Top of Data shown

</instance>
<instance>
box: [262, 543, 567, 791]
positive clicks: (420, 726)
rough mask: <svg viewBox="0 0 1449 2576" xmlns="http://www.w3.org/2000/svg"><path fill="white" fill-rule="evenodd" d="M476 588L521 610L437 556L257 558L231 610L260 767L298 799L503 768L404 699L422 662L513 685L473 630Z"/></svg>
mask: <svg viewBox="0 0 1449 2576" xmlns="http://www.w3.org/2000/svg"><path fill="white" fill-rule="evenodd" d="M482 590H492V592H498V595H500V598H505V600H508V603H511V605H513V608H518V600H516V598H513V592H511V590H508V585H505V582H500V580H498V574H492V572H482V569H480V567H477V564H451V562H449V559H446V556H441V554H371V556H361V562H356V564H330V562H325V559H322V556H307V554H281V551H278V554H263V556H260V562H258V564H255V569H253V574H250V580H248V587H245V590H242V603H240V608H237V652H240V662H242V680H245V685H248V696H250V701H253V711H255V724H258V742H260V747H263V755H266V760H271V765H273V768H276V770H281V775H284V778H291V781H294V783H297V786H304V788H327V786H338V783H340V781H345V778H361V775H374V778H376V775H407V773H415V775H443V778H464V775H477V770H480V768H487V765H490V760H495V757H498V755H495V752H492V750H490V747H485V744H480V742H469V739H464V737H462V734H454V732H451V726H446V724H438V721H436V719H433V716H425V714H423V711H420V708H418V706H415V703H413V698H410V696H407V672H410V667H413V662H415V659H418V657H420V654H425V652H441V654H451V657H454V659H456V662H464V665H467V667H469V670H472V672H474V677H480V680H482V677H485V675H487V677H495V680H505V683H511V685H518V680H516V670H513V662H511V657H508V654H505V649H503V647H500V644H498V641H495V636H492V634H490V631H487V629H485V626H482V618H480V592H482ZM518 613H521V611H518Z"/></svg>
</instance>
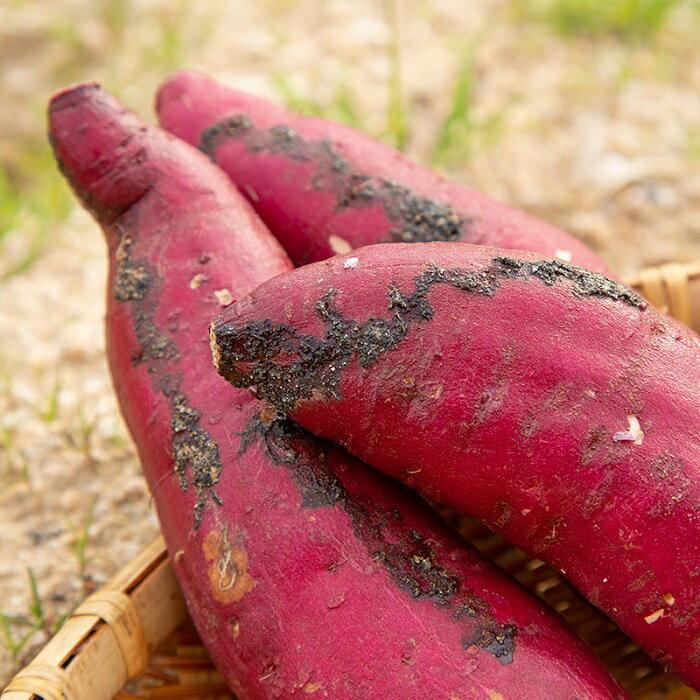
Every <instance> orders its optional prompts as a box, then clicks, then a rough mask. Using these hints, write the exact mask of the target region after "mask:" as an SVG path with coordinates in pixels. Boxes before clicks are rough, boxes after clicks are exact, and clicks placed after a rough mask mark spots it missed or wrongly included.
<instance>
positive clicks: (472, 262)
mask: <svg viewBox="0 0 700 700" xmlns="http://www.w3.org/2000/svg"><path fill="white" fill-rule="evenodd" d="M212 339H213V342H214V353H215V357H216V358H217V363H218V368H219V371H220V372H221V373H222V374H223V376H225V377H226V378H227V379H229V381H231V382H232V383H233V384H234V385H235V386H239V387H244V386H254V387H255V389H256V391H257V393H258V395H260V396H263V397H265V398H266V399H267V400H269V401H270V402H271V403H272V404H273V405H275V406H276V407H277V408H278V409H279V410H280V411H282V412H284V413H285V414H287V415H288V416H289V417H291V418H292V419H293V420H295V421H297V422H298V423H300V424H301V425H302V426H304V427H305V428H307V429H309V430H310V431H311V432H313V433H315V434H317V435H320V436H323V437H326V438H329V439H331V440H334V441H336V442H338V443H340V444H342V445H344V446H345V447H347V448H348V449H349V450H350V451H351V452H353V453H354V454H356V455H357V456H359V457H360V458H362V459H363V460H365V461H367V462H368V463H369V464H371V465H373V466H375V467H377V468H379V469H380V470H382V471H384V472H385V473H387V474H389V475H391V476H393V477H395V478H397V479H400V480H402V481H403V482H404V483H406V484H408V485H409V486H411V487H412V488H414V489H417V490H418V491H420V492H421V493H422V494H424V495H425V496H426V497H428V498H429V499H433V500H435V501H438V502H441V503H444V504H446V505H448V506H451V507H452V508H454V509H456V510H458V511H460V512H463V513H467V514H469V515H472V516H475V517H476V518H478V519H479V520H481V521H482V522H484V523H486V524H487V525H488V526H489V527H491V528H492V529H493V530H495V531H497V532H498V533H500V534H501V535H503V537H505V538H506V539H507V540H509V541H510V542H512V543H514V544H516V545H518V546H519V547H521V548H522V549H524V550H525V551H527V552H528V553H529V554H531V555H533V556H535V557H538V558H540V559H543V560H544V561H546V562H548V563H549V564H552V565H553V566H555V567H556V568H557V569H559V570H560V571H561V572H562V573H563V574H564V575H565V576H566V577H567V578H568V579H569V580H570V581H571V582H572V583H573V584H574V585H575V586H576V587H577V588H578V589H579V590H580V591H581V592H582V593H583V594H584V595H585V596H586V597H587V598H588V599H589V600H590V601H591V602H592V603H593V604H595V605H596V606H598V607H599V608H600V609H601V610H603V611H604V612H605V613H607V614H608V615H610V616H611V617H612V618H613V619H615V621H616V622H617V623H618V624H619V626H620V627H621V628H622V629H623V630H624V631H625V632H627V634H628V635H629V636H630V637H632V638H633V639H634V640H635V641H637V642H638V643H639V644H640V645H641V646H642V647H643V648H645V649H646V650H647V651H648V652H649V653H650V654H651V656H652V657H654V658H656V659H657V660H659V661H660V662H661V663H663V664H664V665H666V666H670V667H671V668H672V669H674V670H675V671H676V672H677V673H678V674H679V675H680V676H681V677H682V678H684V679H685V680H686V681H687V682H688V683H690V684H691V685H693V686H694V687H696V688H700V432H699V431H700V402H699V401H698V396H700V344H699V343H698V339H697V336H696V335H694V334H693V333H692V332H691V331H689V330H687V329H686V328H685V327H684V326H682V325H681V324H679V323H678V322H676V321H673V320H672V319H669V318H666V317H663V316H662V315H660V314H658V313H657V312H656V311H654V310H653V309H652V308H650V307H649V305H648V304H647V303H646V302H645V301H644V300H643V299H641V298H640V297H639V296H637V295H636V294H635V293H634V292H633V291H632V290H630V289H628V288H627V287H624V286H623V285H620V284H618V283H617V282H615V281H613V280H611V279H608V278H606V277H604V276H603V275H600V274H597V273H593V272H590V271H588V270H585V269H583V268H579V267H575V266H572V265H568V264H566V263H562V262H561V261H556V260H544V259H542V258H541V257H540V256H537V255H536V254H532V253H525V252H513V251H506V250H499V249H491V248H487V247H480V246H470V245H467V244H460V243H450V244H445V243H425V244H416V245H401V244H395V245H376V246H369V247H367V248H363V249H359V250H356V251H354V252H352V253H349V254H347V255H344V256H337V257H335V258H332V259H330V260H328V261H325V262H322V263H315V264H313V265H309V266H306V267H303V268H299V269H297V270H295V271H293V272H291V273H286V274H285V275H280V276H278V277H276V278H275V279H273V280H270V281H269V282H267V283H265V284H263V285H261V286H260V287H259V288H258V289H256V290H255V291H254V292H253V293H252V294H251V295H250V296H248V297H246V298H244V299H241V300H240V301H239V302H238V303H237V304H235V305H233V306H231V307H230V308H228V309H226V310H225V311H224V312H222V314H220V315H219V317H218V318H216V319H215V321H214V323H213V324H212Z"/></svg>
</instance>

Bottom of Data shown

▸ **Requirement**
Would you return all of the entries unchanged while omitting the images?

▸ **Your solution**
</instance>
<instance>
box: [262, 543, 567, 791]
positive clicks: (420, 726)
rough mask: <svg viewBox="0 0 1449 2576" xmlns="http://www.w3.org/2000/svg"><path fill="white" fill-rule="evenodd" d="M476 588L521 610L437 556L257 558L231 610L260 767L298 799L503 768L404 699L422 662L513 685L473 630Z"/></svg>
mask: <svg viewBox="0 0 1449 2576" xmlns="http://www.w3.org/2000/svg"><path fill="white" fill-rule="evenodd" d="M482 590H492V592H498V595H500V598H505V600H508V603H511V605H513V608H518V600H516V598H513V592H511V590H508V585H505V582H500V580H498V574H492V572H482V569H480V567H477V564H451V562H449V559H446V556H441V554H371V556H361V562H356V564H330V562H325V559H322V556H307V554H281V551H278V554H263V556H260V562H258V564H255V569H253V574H250V580H248V587H245V590H242V603H240V608H237V652H240V662H242V680H245V685H248V696H250V701H253V711H255V724H258V742H260V747H263V755H266V760H271V765H273V768H276V770H281V775H284V778H291V781H294V783H297V786H304V788H327V786H338V783H340V781H345V778H361V775H374V778H376V775H407V773H415V775H443V778H464V775H477V770H480V768H487V765H490V760H495V757H498V755H495V752H492V750H490V747H485V744H480V742H469V739H464V737H462V734H454V732H451V726H446V724H438V721H436V719H433V716H425V714H423V711H420V708H418V706H415V703H413V698H410V696H407V672H410V667H413V662H415V659H418V657H420V654H425V652H441V654H451V657H454V659H456V662H464V665H467V667H469V670H472V672H474V677H480V680H482V677H485V675H487V677H495V680H505V683H511V685H518V680H516V670H513V662H511V657H508V654H505V649H503V647H500V644H498V641H495V636H492V634H490V631H487V629H485V626H482V618H480V592H482ZM518 613H521V611H518Z"/></svg>
</instance>
Every <instance> orders its optional prompts as a box, then clicks, then a rough mask. Using these hints, write the exact mask of the target region after "mask:" as an SVG path with coordinates in pixels. Boxes before clicks are rough, boxes after clicks are exact, and clicks placed after a rough mask mark spots it missed or wrongly included.
<instance>
positive clicks: (472, 262)
mask: <svg viewBox="0 0 700 700" xmlns="http://www.w3.org/2000/svg"><path fill="white" fill-rule="evenodd" d="M212 339H213V342H214V353H215V357H216V358H217V363H218V368H219V371H220V372H221V373H222V374H223V376H225V377H226V378H227V379H229V381H231V382H232V383H233V384H234V385H235V386H239V387H244V386H254V387H255V389H256V391H257V393H258V395H260V396H263V397H265V398H266V399H267V400H269V401H270V402H271V403H272V404H273V405H275V406H276V407H277V408H278V409H279V410H280V411H282V412H284V413H285V414H287V415H288V416H289V417H291V418H292V419H293V420H295V421H297V422H298V423H300V424H301V425H302V426H304V427H305V428H307V429H309V430H310V431H311V432H313V433H315V434H317V435H320V436H323V437H326V438H329V439H331V440H334V441H336V442H338V443H340V444H342V445H344V446H345V447H347V448H348V449H349V450H350V451H351V452H353V453H354V454H356V455H357V456H359V457H360V458H362V459H363V460H365V461H367V462H368V463H369V464H371V465H373V466H375V467H377V468H379V469H380V470H382V471H384V472H385V473H387V474H389V475H391V476H393V477H395V478H397V479H400V480H402V481H403V482H404V483H406V484H408V485H409V486H411V487H412V488H414V489H417V490H418V491H420V492H421V493H422V494H424V495H425V496H426V497H428V498H429V499H433V500H435V501H438V502H441V503H444V504H446V505H448V506H451V507H452V508H454V509H456V510H458V511H460V512H463V513H467V514H469V515H472V516H475V517H476V518H478V519H479V520H481V521H482V522H484V523H486V524H487V525H488V526H489V527H491V528H492V529H493V530H495V531H497V532H498V533H500V534H501V535H503V537H505V538H506V539H507V540H509V541H510V542H512V543H514V544H516V545H518V546H519V547H521V548H522V549H524V550H525V551H527V552H528V553H529V554H531V555H533V556H535V557H538V558H540V559H543V560H544V561H546V562H548V563H549V564H552V565H553V566H555V567H556V568H557V569H559V570H560V571H561V572H562V573H563V574H564V575H565V576H566V577H567V578H568V579H569V580H570V581H571V582H572V583H573V584H574V585H575V586H576V587H577V588H578V589H579V590H580V591H581V592H582V593H583V594H584V595H585V596H586V597H587V598H588V599H589V600H590V601H591V602H592V603H593V604H595V605H596V606H598V607H599V608H600V609H601V610H603V611H604V612H605V613H607V614H608V615H610V616H611V617H612V618H613V619H615V621H616V622H617V623H618V624H619V626H620V627H621V628H622V629H623V630H624V631H625V632H627V634H628V635H629V636H630V637H632V638H633V639H634V640H635V641H637V642H638V643H639V644H640V645H641V646H642V647H643V648H645V649H646V650H647V651H648V652H649V653H650V654H651V656H652V657H654V658H656V659H657V660H659V661H660V662H661V663H663V664H664V665H666V666H670V667H671V668H672V669H674V670H675V671H676V672H677V673H678V674H679V675H680V676H681V677H682V678H684V679H685V680H686V681H687V682H688V683H690V684H691V685H693V686H694V687H696V688H700V432H699V431H700V402H699V401H698V396H700V344H699V343H698V339H697V336H696V335H694V334H693V333H692V332H691V331H689V330H687V329H686V328H685V327H684V326H682V325H681V324H679V323H678V322H676V321H673V320H672V319H669V318H666V317H663V316H662V315H660V314H658V313H657V312H656V311H654V310H653V309H652V308H650V307H649V305H648V304H647V303H646V302H645V301H644V300H643V299H641V298H640V297H639V296H637V295H636V294H635V293H634V292H633V291H632V290H630V289H628V288H627V287H624V286H623V285H620V284H618V283H617V282H615V281H613V280H611V279H608V278H606V277H604V276H603V275H600V274H597V273H593V272H590V271H588V270H585V269H583V268H579V267H575V266H572V265H568V264H566V263H562V262H561V261H556V260H544V259H542V258H541V257H540V256H537V255H536V254H532V253H525V252H513V251H506V250H499V249H491V248H487V247H480V246H470V245H467V244H460V243H450V244H445V243H425V244H416V245H401V244H395V245H376V246H369V247H367V248H363V249H359V250H356V251H354V252H352V253H349V254H347V255H344V256H337V257H335V258H332V259H330V260H328V261H325V262H322V263H315V264H313V265H309V266H306V267H303V268H299V269H297V270H295V271H293V272H291V273H286V274H285V275H280V276H278V277H276V278H275V279H273V280H270V281H269V282H267V283H265V284H263V285H261V286H260V287H259V288H258V289H256V290H255V291H254V292H253V293H252V294H251V295H250V296H248V297H246V298H244V299H241V300H240V301H239V302H238V303H237V304H235V305H233V306H231V307H230V308H228V309H226V310H225V311H224V312H222V314H220V315H219V317H218V318H216V319H215V321H214V323H213V324H212Z"/></svg>
</instance>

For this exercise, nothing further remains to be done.